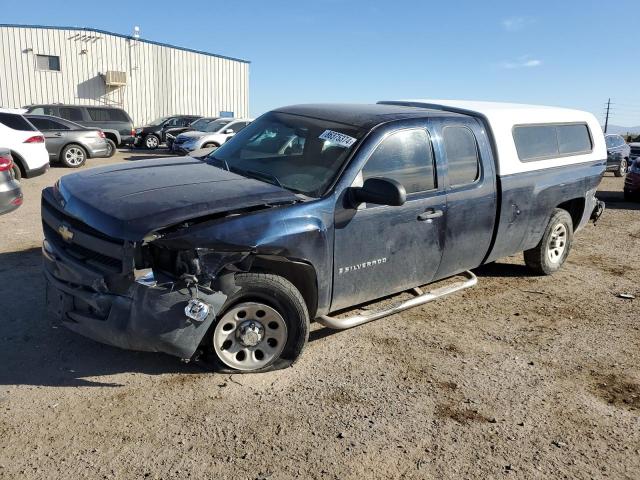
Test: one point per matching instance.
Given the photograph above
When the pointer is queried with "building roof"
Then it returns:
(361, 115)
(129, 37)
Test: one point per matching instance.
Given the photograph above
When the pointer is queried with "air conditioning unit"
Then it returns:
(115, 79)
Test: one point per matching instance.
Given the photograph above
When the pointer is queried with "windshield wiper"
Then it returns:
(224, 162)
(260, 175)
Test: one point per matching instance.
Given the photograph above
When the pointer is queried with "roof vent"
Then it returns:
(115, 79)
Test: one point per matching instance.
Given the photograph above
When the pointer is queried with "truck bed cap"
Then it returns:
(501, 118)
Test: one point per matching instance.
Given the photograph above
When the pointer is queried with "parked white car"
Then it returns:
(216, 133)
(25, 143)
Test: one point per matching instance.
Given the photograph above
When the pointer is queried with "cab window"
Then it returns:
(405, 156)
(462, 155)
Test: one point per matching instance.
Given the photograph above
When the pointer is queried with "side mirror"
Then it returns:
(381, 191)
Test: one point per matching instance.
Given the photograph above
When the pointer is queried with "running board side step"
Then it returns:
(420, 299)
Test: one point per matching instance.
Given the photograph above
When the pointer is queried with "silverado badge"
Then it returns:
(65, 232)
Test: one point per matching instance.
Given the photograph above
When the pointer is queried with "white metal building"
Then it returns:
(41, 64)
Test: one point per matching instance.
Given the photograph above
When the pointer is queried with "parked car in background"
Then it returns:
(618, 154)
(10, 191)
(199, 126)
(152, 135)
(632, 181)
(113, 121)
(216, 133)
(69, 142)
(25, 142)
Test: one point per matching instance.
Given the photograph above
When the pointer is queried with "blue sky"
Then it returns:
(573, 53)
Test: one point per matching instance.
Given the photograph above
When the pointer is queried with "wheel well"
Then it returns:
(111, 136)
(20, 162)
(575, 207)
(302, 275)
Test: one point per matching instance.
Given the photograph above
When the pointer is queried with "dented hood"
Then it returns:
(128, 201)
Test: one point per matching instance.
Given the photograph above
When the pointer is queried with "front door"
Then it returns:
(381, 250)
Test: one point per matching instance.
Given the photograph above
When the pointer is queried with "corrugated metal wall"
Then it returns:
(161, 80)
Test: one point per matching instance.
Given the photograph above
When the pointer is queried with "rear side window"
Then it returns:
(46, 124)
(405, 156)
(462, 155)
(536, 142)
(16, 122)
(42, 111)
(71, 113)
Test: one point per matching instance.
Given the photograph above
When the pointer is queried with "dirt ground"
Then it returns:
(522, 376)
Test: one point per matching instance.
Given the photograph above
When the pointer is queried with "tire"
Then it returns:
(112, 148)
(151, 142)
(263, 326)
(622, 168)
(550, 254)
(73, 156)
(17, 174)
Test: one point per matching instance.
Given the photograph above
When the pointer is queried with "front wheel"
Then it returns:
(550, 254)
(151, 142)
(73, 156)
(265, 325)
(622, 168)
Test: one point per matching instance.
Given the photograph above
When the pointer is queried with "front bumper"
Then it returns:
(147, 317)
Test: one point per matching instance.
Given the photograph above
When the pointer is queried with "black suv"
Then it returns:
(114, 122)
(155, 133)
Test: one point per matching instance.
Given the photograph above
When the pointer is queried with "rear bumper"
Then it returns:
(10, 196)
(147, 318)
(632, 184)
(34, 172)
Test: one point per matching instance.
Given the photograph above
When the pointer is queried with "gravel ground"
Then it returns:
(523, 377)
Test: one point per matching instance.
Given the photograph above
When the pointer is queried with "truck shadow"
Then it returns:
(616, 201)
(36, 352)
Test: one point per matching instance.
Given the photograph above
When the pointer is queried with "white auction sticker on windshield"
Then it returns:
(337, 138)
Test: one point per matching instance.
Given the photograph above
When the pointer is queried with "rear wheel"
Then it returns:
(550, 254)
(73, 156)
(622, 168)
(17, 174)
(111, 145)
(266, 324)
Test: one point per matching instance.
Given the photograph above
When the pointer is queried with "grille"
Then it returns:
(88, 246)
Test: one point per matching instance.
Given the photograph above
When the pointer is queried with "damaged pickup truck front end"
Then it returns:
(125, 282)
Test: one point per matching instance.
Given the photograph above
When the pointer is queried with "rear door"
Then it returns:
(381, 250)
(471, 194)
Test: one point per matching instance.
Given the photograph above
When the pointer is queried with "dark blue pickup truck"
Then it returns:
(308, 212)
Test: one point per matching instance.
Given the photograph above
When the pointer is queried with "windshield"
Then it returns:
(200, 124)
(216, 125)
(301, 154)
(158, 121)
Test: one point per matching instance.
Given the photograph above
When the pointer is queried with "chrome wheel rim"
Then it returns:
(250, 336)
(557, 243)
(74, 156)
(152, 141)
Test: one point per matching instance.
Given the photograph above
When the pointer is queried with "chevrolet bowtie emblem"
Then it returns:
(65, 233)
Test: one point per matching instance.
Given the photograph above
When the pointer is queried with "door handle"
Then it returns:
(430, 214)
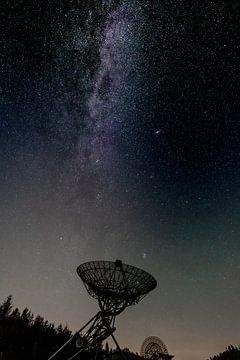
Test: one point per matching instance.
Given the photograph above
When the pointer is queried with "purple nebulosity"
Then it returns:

- **Given instruction**:
All of the material above should be reproduced exactly, except the pictures.

- **Exercise solution**:
Test: one point per matching instance.
Given the photograph above
When the pointer is queried with "building roof"
Then it returns:
(361, 115)
(129, 37)
Test: one point per matching instance.
Given the photograph above
When the pointer is queried with "air conditioning unit"
Then it returns:
(115, 79)
Test: one point per matching instance.
Given the photograph above
When the pointer is queried with "windshield wiper"
Then it returns:
(224, 162)
(260, 175)
Test: one point per matching instance.
Given the photograph above
When the pointer is queried with "roof vent"
Then it returns:
(115, 79)
Test: one point per matching instance.
Given the photograph above
When the pointer is queried with "truck bed cap"
Then it returns:
(501, 118)
Test: one point per matching instance.
Given the photograph above
When the pointer is queried with "parked white car"
Then it returns:
(216, 133)
(25, 143)
Test: one point per matching instance.
Given the photograph above
When the pointer is queried with "cab window"
Then it returns:
(405, 156)
(462, 155)
Test: one point per matching instance.
Given the photograph above
When the pointer is queried with "side mirror"
Then it returns:
(381, 191)
Test: one point per matching instance.
Given the photograph above
When the pointer is queried with "running board side step"
Then it returns:
(420, 299)
Test: one point per matching instance.
Given the photograph above
When the pointer is queried with "silverado badge"
Then it returns:
(65, 232)
Test: one point per matching instance.
Given the photograph above
When the pointer is queried with "white metal building"
Then it returns:
(41, 64)
Test: one point per matching instance.
Given the photograph above
When the pointer is queried with "parked car in background"
Then it returns:
(618, 154)
(10, 191)
(199, 126)
(152, 135)
(632, 181)
(113, 121)
(216, 133)
(69, 142)
(25, 142)
Test: one point per matching instance.
Given the photograph above
When the pointer is queried with "blue sky"
Then it returns:
(573, 53)
Test: one point per matching instance.
Given the photograph above
When the pointer is queried with "wheel well"
Then it returns:
(111, 136)
(20, 162)
(575, 207)
(302, 275)
Test: one point per matching instance.
Given the photograph above
When the pointer is queried with "dented hood"
Then it returns:
(128, 201)
Test: one point per matching instance.
Given the photograph above
When the pointer is queried with "front door"
Then it returns:
(381, 250)
Test: one point per matching instance.
Given the photograph above
When the pointer is queried with "corrugated metal wall"
Then it returns:
(161, 80)
Test: one point per matching instance.
Given the photograph above
When the pointer is queried with "rear side window"
Then it returns:
(46, 124)
(405, 156)
(462, 155)
(536, 142)
(16, 122)
(42, 111)
(71, 113)
Test: one point per matching instance.
Given the photograph above
When the pointer is queried with "dirt ground"
Then it returns:
(522, 376)
Test: one point per matching instance.
Given the photograph above
When the pointer is queried with "tire"
Then it returns:
(112, 148)
(151, 142)
(263, 326)
(622, 168)
(550, 254)
(73, 156)
(17, 174)
Test: one point per matching instance.
Given the photograph above
When the pointer is queried with "front wheel"
Then it returns:
(550, 254)
(151, 142)
(73, 156)
(265, 325)
(622, 168)
Test: one point per matching instance.
Given the photograph above
When the pointer is queried with "front bumper"
Then it returns:
(147, 317)
Test: one point per matching instance.
Given the photograph above
When the pointer is queried with "black suv"
Then it returns:
(114, 122)
(155, 133)
Test: one point per matching instance.
Given the photograph above
When the pointer is queried with "rear bumper"
Then it returns:
(10, 196)
(147, 318)
(632, 184)
(34, 172)
Test: one point per matching instance.
Given the photograph above
When the pointer is queried with "gravel ground"
Then it returns:
(523, 377)
Test: one point per matching instance.
Given the photograph above
When the pointer is queried with "truck shadow"
Then it returns:
(616, 201)
(36, 352)
Test: one point per matching instance.
Given the photograph above
When the pointer is queried with "white auction sticker on windshield"
Then it returns:
(337, 138)
Test: one point per matching instance.
Given the photograph above
When the pointer is queried with "rear wheel"
Then it returns:
(550, 254)
(73, 156)
(622, 168)
(17, 174)
(111, 145)
(266, 324)
Test: one point per matching instance.
Given the photograph above
When the pointer is queried with "grille"
Then it returns:
(88, 246)
Test: one point per matching instance.
Given the photograph above
When the pointer is queried with "damaged pickup truck front end"
Then it returns:
(125, 282)
Test: one point per matching instance.
Given the photograph above
When the pointer is queried with "rear door"
Then it returns:
(381, 250)
(471, 194)
Test: one point per matching instance.
Given the photograph above
When the pointer is queried with "dark blue pickup truck"
Then it returns:
(308, 212)
Test: one point per matching instance.
Given the photograph above
When the pointer is queried with "windshield"
Then it returns:
(200, 124)
(216, 125)
(301, 154)
(158, 121)
Test: one point per matching instance.
Given the photograph above
When the pointer is queried with "chrome wheel rim"
Then it returns:
(250, 336)
(557, 243)
(74, 156)
(152, 141)
Test: one point per matching instance.
Given the photograph above
When the pointer is queried with "chevrolet bowtie emblem"
Then it returns:
(65, 233)
Test: one point per matching instance.
Given the photograph above
When the pointer is queried with "door handle"
Then it returns:
(430, 214)
Test: one point per matching instance.
Given the photograph above
When the pointer is queried with "purple nebulosity"
Then it returns:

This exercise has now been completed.